WHAT TO DO: Count the lines in the entries below that contain the word "brown", and give only that number.

⁂

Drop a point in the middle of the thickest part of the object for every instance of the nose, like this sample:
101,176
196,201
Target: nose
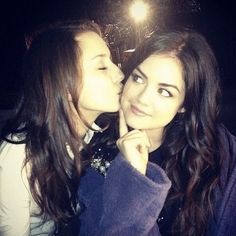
143,96
118,75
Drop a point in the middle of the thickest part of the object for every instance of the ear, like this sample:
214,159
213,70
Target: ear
181,110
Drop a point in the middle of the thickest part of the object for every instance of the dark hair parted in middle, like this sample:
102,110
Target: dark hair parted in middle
189,146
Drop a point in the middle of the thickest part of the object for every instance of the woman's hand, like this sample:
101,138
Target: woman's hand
133,145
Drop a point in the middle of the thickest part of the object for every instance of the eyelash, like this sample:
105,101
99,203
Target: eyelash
160,90
135,78
102,68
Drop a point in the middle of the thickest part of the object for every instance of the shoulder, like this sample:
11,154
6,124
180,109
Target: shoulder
228,140
12,155
13,174
227,214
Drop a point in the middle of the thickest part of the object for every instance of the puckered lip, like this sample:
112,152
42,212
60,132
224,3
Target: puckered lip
137,111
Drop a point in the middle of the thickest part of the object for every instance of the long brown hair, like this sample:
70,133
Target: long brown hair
44,117
190,145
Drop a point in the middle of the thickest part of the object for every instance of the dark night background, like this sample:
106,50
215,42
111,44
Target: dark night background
215,19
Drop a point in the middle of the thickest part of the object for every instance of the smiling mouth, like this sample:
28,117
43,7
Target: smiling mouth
137,111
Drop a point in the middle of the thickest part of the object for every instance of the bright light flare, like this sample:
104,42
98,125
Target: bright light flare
139,10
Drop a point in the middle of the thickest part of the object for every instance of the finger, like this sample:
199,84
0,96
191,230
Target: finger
122,124
148,144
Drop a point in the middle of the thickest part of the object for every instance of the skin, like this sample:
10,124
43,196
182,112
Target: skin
101,86
152,96
101,78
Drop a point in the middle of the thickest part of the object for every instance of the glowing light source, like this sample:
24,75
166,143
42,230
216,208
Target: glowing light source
139,10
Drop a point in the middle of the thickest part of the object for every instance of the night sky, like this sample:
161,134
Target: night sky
216,20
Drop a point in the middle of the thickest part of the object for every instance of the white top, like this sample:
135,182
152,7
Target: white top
17,206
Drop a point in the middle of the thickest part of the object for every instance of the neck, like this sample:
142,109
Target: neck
155,138
88,117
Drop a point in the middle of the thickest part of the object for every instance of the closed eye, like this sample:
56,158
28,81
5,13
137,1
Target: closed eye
164,92
102,68
136,78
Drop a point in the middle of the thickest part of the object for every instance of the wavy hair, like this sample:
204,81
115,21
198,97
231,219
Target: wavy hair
189,144
44,121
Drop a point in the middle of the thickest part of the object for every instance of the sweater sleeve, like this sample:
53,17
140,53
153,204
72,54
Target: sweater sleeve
14,195
128,203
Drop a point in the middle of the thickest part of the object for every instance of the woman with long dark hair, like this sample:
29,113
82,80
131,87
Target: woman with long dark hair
169,133
69,80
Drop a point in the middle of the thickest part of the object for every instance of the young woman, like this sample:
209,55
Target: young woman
168,127
69,80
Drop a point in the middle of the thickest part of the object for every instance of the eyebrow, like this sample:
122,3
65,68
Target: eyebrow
160,84
101,56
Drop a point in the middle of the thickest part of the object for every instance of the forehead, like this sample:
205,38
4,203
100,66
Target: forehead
163,68
92,45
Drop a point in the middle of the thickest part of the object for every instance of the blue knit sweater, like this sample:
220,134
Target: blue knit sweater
126,202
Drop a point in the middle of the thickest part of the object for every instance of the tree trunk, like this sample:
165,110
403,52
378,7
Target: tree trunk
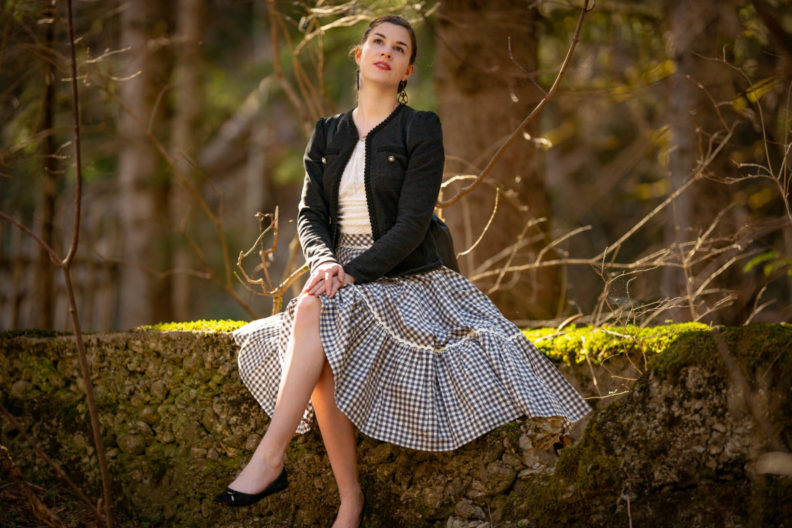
696,31
145,297
188,96
45,279
482,97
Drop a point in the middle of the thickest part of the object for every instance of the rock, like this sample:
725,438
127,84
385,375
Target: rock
465,509
148,415
159,389
132,444
500,477
20,389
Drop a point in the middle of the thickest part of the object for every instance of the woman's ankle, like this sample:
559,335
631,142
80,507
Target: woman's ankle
352,494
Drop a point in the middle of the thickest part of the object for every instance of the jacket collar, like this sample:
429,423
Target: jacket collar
348,131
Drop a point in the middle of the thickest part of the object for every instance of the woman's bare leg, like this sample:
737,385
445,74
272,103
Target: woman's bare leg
305,359
338,436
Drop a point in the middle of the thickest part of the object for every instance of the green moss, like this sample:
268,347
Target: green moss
577,344
203,325
32,332
754,347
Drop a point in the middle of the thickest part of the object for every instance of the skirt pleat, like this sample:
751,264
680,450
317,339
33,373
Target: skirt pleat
423,361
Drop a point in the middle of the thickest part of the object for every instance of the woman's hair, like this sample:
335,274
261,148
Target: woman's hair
399,21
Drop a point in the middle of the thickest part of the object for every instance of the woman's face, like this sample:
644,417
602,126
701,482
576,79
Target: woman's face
385,56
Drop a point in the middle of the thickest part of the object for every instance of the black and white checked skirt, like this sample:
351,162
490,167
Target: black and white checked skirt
424,361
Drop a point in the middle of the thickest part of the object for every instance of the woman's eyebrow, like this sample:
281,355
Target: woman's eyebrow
397,42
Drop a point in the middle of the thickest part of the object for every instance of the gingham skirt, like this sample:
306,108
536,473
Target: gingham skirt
425,361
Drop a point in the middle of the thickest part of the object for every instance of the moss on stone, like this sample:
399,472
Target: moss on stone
203,325
596,344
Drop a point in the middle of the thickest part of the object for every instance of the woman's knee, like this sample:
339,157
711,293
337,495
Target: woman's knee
307,310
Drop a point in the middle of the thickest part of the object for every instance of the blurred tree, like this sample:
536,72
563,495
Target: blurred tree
188,96
484,66
143,197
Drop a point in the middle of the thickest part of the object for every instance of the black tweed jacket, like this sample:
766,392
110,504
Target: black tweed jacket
403,173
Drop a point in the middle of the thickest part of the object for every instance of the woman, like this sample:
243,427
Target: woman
383,336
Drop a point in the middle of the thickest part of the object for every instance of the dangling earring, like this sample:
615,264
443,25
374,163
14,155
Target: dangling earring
402,94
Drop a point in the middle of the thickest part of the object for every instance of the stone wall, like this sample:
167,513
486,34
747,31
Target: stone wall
677,448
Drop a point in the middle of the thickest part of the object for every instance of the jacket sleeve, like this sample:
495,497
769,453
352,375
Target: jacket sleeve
417,199
313,227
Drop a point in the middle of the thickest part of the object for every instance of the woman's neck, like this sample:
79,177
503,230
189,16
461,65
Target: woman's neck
372,108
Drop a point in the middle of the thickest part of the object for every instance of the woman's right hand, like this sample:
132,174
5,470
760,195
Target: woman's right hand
327,278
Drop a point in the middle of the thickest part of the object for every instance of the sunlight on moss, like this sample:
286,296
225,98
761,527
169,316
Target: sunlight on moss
575,344
202,325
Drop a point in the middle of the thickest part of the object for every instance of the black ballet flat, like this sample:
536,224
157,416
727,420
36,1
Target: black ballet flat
363,515
234,498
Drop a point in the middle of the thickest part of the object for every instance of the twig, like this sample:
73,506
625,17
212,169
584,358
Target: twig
528,119
41,454
39,509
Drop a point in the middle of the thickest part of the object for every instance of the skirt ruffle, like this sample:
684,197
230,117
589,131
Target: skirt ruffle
424,361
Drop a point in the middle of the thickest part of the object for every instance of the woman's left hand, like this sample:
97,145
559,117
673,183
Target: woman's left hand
327,278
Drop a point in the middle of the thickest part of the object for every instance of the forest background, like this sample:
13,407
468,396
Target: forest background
654,185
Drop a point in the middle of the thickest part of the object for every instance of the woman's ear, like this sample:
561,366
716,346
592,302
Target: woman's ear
409,72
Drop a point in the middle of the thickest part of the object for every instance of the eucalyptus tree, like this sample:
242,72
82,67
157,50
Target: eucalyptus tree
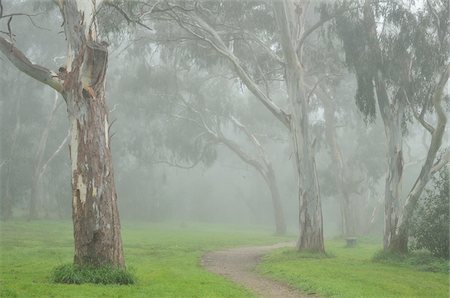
81,82
262,41
204,105
400,53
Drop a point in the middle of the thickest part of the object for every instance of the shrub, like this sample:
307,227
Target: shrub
421,260
430,223
73,274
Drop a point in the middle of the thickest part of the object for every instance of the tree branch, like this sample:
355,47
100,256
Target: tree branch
445,159
217,43
125,15
418,116
21,62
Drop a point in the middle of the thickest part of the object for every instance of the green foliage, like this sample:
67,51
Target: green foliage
73,274
420,260
408,54
352,273
430,223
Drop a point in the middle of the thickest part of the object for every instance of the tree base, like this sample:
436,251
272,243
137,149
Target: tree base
74,274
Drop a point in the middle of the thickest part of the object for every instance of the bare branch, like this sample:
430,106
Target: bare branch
125,15
21,62
419,117
317,25
211,37
445,159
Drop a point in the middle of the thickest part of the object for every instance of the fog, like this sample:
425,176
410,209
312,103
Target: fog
177,108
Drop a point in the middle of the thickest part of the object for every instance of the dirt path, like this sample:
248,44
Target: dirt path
238,264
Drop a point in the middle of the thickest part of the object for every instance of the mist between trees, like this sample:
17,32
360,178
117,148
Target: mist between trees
316,118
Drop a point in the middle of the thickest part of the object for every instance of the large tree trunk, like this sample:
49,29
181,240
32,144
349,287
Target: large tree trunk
94,198
400,238
392,112
82,84
278,214
6,204
310,209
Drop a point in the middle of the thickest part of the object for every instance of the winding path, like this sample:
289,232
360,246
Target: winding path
238,264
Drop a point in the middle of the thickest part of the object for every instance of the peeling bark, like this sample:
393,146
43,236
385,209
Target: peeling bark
94,198
310,209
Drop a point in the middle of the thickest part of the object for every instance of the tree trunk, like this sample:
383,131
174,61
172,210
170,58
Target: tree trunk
348,220
400,241
278,214
392,112
310,209
7,170
35,195
94,198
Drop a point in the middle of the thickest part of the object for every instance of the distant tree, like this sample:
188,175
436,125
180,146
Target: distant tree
212,118
81,82
430,221
235,32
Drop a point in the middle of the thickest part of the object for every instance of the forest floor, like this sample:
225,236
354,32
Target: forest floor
238,265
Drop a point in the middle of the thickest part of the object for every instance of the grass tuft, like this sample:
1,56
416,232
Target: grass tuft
73,274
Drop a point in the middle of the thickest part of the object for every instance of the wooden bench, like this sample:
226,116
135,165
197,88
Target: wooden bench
351,241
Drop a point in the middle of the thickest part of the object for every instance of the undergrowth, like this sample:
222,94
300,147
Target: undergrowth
73,274
421,260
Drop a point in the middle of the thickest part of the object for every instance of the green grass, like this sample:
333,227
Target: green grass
352,272
73,274
164,259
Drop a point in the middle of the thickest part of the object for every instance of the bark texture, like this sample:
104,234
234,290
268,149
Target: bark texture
340,171
290,23
82,84
94,198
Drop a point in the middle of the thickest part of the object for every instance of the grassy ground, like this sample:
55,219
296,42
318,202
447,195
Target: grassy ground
164,258
350,272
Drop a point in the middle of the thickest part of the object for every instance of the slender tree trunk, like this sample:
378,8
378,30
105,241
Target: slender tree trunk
400,239
392,112
35,195
7,170
348,222
291,26
278,214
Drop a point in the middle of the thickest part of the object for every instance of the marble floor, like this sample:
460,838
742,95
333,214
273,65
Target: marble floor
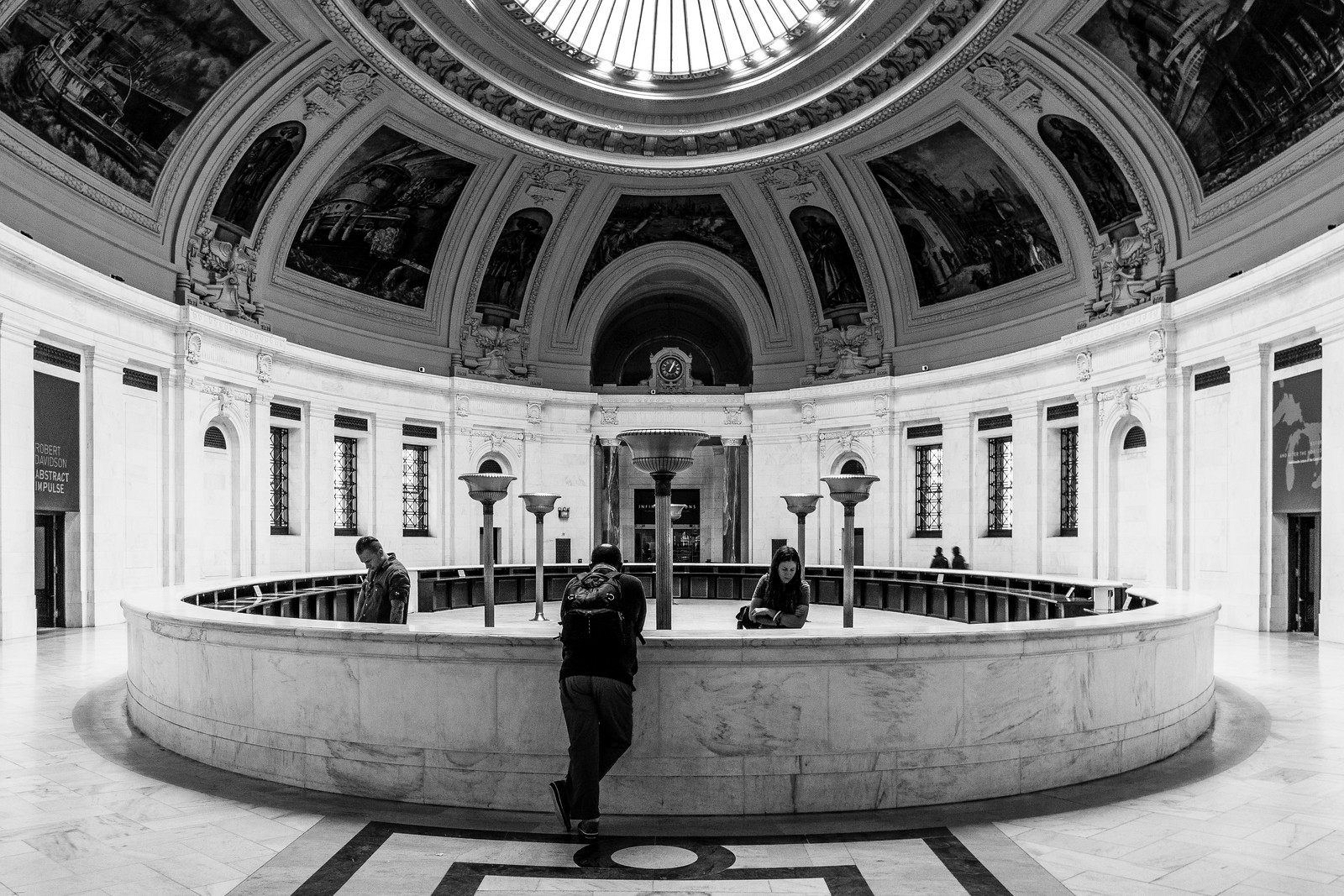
1256,808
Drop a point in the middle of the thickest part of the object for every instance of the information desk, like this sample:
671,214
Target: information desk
898,711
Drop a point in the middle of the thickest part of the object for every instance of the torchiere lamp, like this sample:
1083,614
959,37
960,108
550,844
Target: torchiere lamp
539,504
848,490
801,506
488,488
663,454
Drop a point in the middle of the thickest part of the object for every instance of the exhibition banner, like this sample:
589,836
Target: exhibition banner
55,443
1296,443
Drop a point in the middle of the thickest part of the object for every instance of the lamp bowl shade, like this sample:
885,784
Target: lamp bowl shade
662,450
850,488
539,503
801,503
487,486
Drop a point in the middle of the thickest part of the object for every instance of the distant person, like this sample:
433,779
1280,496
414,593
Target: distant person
601,617
781,597
387,586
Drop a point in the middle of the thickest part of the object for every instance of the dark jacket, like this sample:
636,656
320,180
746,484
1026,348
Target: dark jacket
618,665
382,586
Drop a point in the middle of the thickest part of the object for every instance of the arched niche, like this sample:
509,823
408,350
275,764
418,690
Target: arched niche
698,324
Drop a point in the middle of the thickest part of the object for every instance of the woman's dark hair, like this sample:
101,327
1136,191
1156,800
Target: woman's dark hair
780,595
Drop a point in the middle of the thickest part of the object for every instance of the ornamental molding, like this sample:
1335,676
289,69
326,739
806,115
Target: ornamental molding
968,50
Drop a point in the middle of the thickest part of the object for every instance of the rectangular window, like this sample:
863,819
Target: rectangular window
1068,481
416,490
279,479
929,490
1000,486
347,493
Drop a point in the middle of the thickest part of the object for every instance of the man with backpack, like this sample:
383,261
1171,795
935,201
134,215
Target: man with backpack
601,618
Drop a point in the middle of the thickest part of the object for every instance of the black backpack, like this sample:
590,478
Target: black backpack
593,625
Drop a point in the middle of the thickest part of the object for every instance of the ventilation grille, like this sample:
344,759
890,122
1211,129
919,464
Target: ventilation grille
1297,355
139,379
1209,379
55,356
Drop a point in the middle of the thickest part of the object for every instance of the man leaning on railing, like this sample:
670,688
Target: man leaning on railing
387,587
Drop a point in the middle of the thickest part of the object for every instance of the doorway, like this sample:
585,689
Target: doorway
1304,573
49,560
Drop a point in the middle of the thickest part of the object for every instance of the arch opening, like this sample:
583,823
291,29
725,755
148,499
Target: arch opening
721,354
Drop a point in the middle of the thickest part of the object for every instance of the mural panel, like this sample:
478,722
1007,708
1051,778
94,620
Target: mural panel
1240,81
967,222
1093,170
378,223
114,85
511,265
638,221
830,258
257,174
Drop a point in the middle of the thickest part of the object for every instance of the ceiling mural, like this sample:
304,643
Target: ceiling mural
114,85
511,265
1104,188
830,258
255,177
376,224
965,219
638,221
1238,81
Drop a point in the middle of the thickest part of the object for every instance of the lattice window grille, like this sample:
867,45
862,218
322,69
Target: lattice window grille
1068,481
929,490
1000,485
344,463
414,490
279,479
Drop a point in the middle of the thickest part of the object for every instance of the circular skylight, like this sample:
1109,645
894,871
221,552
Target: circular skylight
672,38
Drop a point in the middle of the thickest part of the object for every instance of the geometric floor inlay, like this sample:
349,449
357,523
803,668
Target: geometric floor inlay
414,860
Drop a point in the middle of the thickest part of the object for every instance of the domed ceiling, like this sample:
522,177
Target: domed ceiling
799,191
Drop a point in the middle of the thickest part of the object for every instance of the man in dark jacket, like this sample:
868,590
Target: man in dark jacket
387,587
597,685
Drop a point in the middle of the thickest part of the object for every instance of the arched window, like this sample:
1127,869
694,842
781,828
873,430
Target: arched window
1136,438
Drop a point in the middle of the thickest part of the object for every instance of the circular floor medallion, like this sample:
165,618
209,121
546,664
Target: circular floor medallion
654,857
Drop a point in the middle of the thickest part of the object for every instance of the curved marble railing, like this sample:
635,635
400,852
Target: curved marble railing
971,595
726,721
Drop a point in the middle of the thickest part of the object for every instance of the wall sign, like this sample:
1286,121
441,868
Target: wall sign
1296,438
55,443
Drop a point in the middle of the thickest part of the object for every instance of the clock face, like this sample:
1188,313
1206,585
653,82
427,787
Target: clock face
669,369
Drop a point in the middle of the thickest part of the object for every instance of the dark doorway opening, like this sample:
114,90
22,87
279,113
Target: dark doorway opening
49,562
1304,573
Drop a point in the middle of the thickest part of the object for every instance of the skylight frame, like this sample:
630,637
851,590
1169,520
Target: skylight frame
672,39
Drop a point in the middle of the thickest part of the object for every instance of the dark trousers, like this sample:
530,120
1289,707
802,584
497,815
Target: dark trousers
600,715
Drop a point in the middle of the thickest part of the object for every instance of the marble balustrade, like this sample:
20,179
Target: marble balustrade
726,723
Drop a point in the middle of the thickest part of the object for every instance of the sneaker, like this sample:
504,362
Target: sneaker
562,802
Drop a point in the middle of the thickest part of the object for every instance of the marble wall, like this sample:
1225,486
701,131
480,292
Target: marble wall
1206,490
734,723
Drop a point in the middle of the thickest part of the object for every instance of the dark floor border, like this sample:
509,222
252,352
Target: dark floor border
714,862
1241,725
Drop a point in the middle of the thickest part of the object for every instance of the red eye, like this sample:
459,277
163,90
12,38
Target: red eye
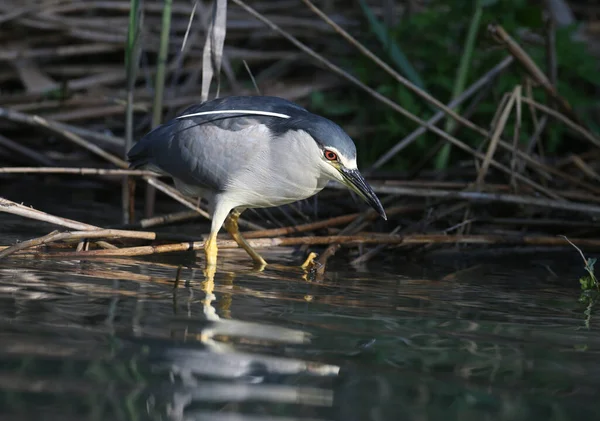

⁂

RESPONSE TO THE EXERCISE: 2